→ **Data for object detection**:
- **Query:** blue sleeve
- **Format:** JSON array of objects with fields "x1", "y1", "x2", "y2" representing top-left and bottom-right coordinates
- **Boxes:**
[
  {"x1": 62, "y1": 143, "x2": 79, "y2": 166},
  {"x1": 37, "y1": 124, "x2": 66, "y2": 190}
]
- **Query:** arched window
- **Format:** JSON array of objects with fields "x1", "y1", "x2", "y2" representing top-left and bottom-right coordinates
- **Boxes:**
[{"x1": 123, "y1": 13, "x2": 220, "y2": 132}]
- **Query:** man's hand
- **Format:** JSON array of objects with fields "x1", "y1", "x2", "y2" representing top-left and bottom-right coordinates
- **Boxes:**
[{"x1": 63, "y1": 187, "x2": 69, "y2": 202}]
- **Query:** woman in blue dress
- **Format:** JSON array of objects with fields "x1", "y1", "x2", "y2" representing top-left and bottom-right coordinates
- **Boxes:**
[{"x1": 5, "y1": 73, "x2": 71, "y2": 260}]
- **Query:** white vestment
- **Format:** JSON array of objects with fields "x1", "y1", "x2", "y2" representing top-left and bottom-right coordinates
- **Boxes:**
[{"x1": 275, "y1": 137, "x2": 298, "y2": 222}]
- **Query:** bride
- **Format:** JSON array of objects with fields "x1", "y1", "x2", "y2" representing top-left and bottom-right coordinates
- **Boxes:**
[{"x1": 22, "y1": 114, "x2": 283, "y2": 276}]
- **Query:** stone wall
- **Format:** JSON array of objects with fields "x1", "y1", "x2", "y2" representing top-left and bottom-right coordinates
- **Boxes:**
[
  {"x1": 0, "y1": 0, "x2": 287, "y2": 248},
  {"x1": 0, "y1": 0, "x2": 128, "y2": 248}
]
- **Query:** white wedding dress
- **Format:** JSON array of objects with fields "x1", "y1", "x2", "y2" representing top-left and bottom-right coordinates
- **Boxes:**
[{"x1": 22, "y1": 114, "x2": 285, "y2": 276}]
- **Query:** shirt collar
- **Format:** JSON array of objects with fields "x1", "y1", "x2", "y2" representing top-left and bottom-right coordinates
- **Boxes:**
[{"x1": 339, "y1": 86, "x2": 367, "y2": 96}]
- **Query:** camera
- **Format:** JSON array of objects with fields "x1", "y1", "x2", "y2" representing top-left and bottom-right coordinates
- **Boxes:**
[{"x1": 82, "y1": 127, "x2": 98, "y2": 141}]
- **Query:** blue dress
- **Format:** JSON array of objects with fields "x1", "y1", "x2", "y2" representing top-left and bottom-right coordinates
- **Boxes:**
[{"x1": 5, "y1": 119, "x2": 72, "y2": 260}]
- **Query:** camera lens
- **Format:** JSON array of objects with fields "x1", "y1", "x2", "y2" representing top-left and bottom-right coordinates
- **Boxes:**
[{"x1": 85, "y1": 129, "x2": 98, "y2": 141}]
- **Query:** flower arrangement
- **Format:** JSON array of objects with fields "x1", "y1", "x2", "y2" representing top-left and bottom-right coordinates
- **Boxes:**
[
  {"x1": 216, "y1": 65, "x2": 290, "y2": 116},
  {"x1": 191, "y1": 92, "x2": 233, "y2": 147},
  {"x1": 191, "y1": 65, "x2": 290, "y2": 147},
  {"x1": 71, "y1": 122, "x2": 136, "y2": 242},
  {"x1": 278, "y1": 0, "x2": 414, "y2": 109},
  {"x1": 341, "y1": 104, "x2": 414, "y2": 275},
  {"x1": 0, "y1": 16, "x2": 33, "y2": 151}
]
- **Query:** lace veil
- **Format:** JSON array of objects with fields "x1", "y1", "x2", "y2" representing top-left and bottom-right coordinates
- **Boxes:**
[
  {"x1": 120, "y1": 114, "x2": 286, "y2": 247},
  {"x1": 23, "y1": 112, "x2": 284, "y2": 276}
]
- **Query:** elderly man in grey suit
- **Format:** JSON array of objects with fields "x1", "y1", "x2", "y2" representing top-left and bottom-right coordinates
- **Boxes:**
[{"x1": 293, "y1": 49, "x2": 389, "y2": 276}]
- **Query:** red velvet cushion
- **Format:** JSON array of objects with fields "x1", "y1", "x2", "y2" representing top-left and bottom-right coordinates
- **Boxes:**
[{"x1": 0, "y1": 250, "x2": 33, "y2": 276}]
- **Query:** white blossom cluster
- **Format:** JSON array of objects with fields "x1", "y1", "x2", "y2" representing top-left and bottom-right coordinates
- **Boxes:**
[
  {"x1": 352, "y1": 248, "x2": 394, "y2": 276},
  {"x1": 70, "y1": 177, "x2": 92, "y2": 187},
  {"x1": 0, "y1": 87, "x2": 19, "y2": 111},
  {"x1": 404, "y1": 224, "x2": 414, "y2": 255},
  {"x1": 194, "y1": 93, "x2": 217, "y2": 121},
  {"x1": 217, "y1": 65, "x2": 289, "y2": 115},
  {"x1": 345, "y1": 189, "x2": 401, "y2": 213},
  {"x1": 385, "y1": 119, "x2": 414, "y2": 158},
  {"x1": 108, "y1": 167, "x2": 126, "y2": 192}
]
--
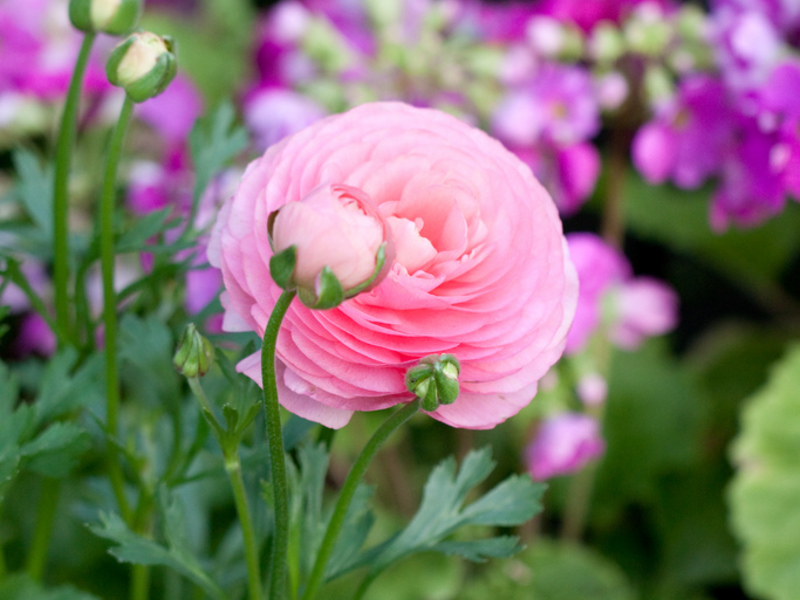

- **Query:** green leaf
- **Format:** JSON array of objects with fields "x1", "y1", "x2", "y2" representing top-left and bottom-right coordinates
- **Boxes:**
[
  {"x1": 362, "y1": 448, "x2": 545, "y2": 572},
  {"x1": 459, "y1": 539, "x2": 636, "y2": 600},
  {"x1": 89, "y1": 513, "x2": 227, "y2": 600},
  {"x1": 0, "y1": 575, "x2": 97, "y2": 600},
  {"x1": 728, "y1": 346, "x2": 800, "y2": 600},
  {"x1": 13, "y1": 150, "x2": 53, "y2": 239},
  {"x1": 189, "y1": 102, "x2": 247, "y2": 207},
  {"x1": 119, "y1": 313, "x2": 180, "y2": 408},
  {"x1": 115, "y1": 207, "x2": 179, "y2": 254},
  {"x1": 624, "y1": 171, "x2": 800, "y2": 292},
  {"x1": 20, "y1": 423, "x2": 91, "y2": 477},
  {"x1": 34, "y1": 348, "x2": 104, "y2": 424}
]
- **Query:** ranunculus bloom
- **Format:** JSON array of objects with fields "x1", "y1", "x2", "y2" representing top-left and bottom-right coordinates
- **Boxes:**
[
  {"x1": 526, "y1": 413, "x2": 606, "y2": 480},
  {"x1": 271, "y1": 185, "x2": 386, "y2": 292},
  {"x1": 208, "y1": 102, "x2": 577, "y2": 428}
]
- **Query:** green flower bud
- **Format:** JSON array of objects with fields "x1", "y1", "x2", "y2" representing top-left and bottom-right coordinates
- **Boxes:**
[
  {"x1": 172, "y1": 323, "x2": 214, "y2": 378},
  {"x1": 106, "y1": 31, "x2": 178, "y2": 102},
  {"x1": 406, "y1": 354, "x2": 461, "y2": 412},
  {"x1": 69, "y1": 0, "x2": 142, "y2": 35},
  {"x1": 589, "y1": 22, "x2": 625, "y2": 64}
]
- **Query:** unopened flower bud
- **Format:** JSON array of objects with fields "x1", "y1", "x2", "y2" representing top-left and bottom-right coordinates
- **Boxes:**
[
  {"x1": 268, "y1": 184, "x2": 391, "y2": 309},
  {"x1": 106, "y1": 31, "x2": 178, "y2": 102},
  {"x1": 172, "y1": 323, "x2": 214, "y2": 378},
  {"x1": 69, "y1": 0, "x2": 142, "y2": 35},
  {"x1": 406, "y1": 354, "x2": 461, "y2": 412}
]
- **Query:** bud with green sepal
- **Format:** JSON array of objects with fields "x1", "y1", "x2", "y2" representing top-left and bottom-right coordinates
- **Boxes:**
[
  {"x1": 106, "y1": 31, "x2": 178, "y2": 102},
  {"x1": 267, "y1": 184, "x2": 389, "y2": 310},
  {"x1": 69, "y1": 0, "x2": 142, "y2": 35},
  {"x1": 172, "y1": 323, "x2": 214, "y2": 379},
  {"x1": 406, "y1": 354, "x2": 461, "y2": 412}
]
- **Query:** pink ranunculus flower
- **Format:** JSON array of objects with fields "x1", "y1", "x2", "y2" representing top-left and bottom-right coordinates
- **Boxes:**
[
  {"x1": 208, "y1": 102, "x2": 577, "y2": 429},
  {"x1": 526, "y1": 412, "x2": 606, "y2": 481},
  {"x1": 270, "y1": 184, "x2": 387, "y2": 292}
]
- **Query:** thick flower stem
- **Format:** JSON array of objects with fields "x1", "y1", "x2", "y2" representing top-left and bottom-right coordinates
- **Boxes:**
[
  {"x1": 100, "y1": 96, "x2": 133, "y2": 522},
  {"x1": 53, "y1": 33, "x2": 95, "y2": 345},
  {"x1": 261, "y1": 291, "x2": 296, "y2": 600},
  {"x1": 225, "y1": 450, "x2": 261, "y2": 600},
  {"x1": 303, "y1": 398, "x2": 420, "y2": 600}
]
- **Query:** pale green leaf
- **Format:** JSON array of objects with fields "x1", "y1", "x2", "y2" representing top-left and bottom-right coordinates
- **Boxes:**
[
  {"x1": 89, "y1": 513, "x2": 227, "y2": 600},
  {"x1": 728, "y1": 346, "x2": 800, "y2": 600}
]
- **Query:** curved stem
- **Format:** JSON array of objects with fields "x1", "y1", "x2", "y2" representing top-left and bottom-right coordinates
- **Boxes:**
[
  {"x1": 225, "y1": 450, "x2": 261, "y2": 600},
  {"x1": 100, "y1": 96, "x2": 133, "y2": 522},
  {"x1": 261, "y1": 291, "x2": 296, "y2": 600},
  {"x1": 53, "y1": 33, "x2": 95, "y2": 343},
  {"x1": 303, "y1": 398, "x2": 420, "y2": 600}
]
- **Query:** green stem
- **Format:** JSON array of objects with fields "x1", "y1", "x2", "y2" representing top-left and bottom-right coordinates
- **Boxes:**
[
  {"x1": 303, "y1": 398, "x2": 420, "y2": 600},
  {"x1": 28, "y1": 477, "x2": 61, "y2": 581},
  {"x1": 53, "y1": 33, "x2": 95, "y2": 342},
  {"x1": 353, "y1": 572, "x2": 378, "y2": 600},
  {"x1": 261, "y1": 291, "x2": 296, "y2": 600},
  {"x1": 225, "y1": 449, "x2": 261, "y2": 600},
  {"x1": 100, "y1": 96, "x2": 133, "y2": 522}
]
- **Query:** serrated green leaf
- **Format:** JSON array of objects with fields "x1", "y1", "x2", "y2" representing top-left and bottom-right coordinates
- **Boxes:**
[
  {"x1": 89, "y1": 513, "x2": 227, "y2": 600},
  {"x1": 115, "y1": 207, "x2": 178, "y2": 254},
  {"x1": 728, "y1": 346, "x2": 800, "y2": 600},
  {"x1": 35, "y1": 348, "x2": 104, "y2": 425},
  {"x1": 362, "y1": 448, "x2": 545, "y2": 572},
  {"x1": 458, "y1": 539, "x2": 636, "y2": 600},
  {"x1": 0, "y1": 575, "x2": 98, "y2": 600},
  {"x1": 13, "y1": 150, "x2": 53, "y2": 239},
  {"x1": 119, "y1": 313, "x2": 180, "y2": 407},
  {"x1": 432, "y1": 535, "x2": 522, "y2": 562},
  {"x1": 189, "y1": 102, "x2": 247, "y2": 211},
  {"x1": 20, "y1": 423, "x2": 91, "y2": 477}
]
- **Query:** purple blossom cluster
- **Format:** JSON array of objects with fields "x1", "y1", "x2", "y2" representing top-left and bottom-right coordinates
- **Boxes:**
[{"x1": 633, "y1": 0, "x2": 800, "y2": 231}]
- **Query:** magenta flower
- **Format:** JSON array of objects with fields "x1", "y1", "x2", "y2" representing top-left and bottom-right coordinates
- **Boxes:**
---
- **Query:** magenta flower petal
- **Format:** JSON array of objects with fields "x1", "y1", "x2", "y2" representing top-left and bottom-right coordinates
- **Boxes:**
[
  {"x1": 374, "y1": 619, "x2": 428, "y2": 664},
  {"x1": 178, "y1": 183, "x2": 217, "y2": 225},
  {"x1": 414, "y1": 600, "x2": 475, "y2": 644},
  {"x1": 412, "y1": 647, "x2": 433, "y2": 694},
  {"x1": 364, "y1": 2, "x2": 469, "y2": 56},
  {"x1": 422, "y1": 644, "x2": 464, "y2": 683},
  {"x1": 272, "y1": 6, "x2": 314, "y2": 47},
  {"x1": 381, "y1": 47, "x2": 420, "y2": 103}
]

→ **WHAT TO PRODUCE**:
Tally the lines of the data above that contain the word "blue". Reply with the number alone.

→ **THE RESPONSE**:
3